Include in the output the line containing "A single marker falls on each instance of the turquoise" and each subsequent line of the records, through the end, transcribed exactly. Add nothing else.

Record excerpts ->
-- begin --
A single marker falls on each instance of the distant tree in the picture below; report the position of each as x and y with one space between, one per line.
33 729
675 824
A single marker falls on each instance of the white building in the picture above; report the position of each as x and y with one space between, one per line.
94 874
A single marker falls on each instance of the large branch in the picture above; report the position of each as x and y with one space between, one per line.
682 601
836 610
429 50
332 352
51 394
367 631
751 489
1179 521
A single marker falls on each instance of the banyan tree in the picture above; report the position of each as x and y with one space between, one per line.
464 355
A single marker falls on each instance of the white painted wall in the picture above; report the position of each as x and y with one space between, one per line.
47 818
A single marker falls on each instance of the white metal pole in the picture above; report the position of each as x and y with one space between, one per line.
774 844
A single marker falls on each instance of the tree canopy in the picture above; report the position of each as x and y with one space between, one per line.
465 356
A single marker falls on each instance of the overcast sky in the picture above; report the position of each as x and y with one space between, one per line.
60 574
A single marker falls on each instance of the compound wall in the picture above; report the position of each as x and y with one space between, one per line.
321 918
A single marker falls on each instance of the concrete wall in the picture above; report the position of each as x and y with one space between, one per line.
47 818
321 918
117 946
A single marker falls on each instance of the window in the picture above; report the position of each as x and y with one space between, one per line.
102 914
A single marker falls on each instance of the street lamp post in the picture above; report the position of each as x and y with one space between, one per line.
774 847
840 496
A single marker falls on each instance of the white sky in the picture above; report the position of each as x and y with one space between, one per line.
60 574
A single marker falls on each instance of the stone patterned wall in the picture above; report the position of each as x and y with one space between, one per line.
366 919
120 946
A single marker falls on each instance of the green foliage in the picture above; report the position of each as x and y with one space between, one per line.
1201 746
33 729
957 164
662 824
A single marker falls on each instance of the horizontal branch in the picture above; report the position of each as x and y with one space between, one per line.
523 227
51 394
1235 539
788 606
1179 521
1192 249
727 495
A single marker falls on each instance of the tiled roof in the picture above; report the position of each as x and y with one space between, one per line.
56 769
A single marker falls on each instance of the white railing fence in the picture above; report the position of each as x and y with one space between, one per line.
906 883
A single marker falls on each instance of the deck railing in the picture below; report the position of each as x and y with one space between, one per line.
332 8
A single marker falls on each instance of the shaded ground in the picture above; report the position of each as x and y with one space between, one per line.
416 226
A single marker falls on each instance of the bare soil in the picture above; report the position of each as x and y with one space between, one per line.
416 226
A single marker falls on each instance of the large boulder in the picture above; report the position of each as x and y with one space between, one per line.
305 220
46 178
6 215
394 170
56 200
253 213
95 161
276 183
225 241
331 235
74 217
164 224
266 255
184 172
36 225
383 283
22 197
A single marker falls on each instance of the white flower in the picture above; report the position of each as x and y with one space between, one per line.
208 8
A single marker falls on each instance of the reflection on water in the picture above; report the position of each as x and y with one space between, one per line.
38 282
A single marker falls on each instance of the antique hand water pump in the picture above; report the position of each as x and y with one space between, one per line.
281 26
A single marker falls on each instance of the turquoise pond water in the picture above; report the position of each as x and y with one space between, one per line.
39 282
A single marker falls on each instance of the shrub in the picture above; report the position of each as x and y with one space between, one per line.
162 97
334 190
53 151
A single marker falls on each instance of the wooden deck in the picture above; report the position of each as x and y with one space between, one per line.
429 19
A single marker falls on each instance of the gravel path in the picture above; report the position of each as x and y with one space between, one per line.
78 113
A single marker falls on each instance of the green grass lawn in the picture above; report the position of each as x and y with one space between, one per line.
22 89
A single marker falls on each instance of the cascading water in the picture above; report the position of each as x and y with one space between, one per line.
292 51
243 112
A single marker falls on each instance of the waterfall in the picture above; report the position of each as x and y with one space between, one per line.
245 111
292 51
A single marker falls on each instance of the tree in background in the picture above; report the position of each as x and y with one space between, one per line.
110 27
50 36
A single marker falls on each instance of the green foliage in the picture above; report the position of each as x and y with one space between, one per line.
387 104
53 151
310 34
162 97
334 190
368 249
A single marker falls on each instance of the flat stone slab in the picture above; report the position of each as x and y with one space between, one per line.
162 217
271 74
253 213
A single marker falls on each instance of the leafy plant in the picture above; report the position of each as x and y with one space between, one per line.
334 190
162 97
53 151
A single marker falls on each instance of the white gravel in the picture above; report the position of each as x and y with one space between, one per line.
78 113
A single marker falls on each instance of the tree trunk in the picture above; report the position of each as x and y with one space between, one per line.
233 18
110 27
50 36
-- end --
The reply ->
A single marker falls on each instance of the turquoise pond water in the picture above; report the position of each as x and y with one space between, one per line.
39 282
A single marker falls on each instance of the shrub in the picture above; report the position of each as x and y with one space between, one per line.
162 97
334 190
53 151
A single marker falls on each instance of the wooden deck in the picture above; report the position of each as x and y with one space between, one per line.
429 19
A single marker falls on each instance of the gravel path in the picture above; report the position of each as x and y with one space between, one per line.
78 113
A single marker falls on each instance of the green grass lawn in the picture above; report the position of each as x and y with one space between, one per line.
22 89
A single marker falls on each instance of the cascading water in the picture above; report the position of each as x and y with one space between, one per line.
292 51
243 112
A single marker falls on each instance of the waterfall in the picture above; report the position of each as x and y with one space between, one per line.
245 111
292 51
A single marker falls on each instance of the tree in background in the picture above; report the position of each as x and y with one space between, one per line.
110 27
50 36
A single marker falls on each instance of the green foliage in the picture above; report the position of each as x and y with one space between, one per line.
387 104
53 151
310 34
162 97
334 190
368 249
A single marker falls on each instance of the flat stone slab in the picture above; report the position of each as x and y with one space between, one per line.
162 217
271 74
253 213
A single marker falls on each instance of the leafy plant in the picture above; report the position of each as x and y with one space between, one per line.
334 190
162 97
53 151
A single marker falls on each instance of the white gravel in the picture above; report the position of each as x and y with one space between, one per line.
78 113
A single marker falls on each instance of the tree trunk in the picture above; report the position of each as x and y with one space between, one per line.
233 18
110 27
50 36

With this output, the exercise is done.